> Problem details
How many lines in the rows contain the word "student"? Matching is case-sensitive; give only the number.

━━━━━ Provided data ━━━━━

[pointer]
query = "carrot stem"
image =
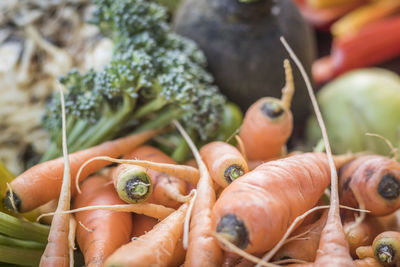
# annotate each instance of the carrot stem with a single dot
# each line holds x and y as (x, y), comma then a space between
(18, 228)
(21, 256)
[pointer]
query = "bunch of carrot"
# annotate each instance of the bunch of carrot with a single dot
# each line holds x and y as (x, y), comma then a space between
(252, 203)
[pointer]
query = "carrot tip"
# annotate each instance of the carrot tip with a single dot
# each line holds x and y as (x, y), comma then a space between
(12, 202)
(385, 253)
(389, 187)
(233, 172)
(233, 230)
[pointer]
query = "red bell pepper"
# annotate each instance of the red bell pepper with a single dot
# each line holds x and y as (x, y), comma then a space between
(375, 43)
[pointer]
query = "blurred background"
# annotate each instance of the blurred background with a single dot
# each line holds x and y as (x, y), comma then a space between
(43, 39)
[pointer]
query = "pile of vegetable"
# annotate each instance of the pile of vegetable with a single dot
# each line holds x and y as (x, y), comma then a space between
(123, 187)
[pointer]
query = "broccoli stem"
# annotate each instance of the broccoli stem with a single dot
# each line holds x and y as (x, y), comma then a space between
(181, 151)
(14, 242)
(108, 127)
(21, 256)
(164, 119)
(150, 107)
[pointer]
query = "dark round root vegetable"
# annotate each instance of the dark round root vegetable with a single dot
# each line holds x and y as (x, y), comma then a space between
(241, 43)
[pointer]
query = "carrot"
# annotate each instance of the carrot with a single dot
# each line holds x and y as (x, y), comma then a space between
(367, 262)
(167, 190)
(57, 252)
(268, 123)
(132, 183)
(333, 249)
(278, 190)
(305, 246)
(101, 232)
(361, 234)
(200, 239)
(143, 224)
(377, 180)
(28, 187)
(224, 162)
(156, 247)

━━━━━
━━━━━ Provided data ━━━━━

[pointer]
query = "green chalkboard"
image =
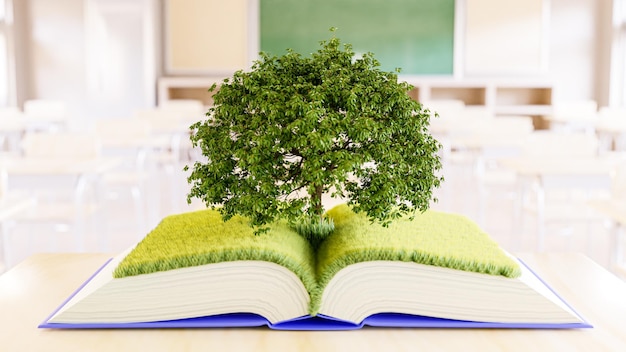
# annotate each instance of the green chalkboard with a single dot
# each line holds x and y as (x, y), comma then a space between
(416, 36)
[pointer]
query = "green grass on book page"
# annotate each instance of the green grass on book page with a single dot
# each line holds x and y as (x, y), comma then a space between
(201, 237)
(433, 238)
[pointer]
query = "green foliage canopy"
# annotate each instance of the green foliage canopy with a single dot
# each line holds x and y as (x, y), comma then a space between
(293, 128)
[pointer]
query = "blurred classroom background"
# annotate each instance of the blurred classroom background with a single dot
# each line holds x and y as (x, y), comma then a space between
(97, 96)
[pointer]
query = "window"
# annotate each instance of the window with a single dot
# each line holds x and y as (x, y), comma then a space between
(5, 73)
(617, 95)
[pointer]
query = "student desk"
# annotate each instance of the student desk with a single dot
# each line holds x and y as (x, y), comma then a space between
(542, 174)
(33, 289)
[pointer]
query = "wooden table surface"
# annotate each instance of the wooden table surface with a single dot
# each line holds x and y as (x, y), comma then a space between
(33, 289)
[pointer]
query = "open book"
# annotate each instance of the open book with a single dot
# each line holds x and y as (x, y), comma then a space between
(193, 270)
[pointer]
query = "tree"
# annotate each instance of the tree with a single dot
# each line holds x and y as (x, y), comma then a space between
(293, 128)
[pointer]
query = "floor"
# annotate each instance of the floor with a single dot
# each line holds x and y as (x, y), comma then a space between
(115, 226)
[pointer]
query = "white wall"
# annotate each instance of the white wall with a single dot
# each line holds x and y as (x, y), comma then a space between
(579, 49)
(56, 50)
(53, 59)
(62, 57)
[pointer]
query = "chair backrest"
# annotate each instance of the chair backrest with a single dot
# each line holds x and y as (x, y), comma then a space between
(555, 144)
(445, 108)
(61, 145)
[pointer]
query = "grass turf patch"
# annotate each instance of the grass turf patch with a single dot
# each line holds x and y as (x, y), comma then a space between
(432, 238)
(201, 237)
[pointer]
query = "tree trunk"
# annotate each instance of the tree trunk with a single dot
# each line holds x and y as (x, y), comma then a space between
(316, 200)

━━━━━
━━━━━ Provided data ━━━━━

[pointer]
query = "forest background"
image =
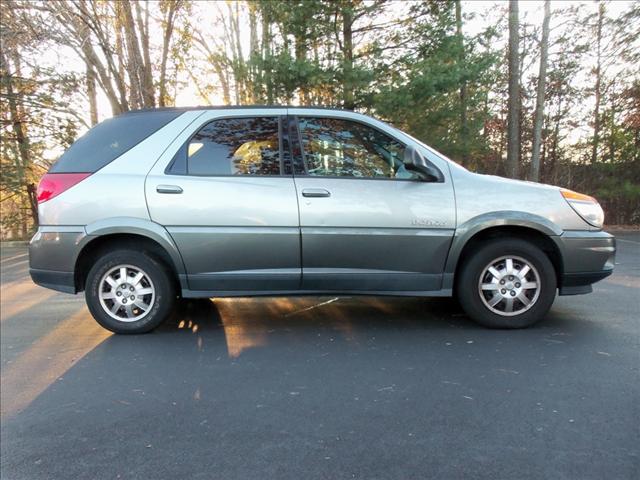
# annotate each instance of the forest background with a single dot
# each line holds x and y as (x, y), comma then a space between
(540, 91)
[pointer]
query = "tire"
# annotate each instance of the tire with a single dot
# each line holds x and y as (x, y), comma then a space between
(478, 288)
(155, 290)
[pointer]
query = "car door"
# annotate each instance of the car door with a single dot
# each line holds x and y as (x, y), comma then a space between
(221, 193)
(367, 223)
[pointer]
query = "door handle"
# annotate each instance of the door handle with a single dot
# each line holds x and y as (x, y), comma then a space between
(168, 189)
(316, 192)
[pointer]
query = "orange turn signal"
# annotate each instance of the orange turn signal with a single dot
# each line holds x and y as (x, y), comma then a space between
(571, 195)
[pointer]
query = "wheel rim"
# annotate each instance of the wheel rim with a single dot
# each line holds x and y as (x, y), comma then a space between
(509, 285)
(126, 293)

━━━━━

> Reply
2